**Brief**
Swap "green leafy plant" for "potted shrub" in the lines below, then write all of them out again with nothing else changed.

>>>

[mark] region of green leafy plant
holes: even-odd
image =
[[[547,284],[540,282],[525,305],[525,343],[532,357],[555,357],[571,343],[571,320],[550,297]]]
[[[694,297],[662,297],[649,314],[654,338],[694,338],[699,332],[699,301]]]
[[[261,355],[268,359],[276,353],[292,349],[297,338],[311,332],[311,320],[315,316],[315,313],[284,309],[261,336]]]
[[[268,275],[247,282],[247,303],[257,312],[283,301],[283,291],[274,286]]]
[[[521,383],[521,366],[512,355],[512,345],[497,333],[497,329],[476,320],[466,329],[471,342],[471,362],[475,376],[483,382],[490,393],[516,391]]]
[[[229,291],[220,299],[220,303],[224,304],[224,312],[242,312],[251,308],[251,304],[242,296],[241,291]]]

<<<

**Answer to the exercise**
[mark] region of potted shrub
holes: even-odd
image =
[[[547,284],[540,282],[525,305],[525,343],[532,357],[555,357],[571,343],[571,320],[550,297]]]
[[[694,297],[662,297],[649,314],[654,338],[694,338],[699,332],[699,301]]]
[[[261,355],[268,359],[276,353],[292,349],[297,338],[311,332],[311,320],[315,316],[315,313],[284,309],[261,336]]]
[[[268,275],[247,282],[247,303],[257,312],[283,301],[283,291],[274,286]]]
[[[521,383],[521,366],[512,355],[512,345],[497,333],[497,329],[476,320],[466,329],[471,342],[471,362],[475,376],[483,382],[490,393],[516,391]]]
[[[229,291],[220,299],[220,303],[224,304],[224,312],[242,312],[251,308],[251,304],[242,296],[241,291]]]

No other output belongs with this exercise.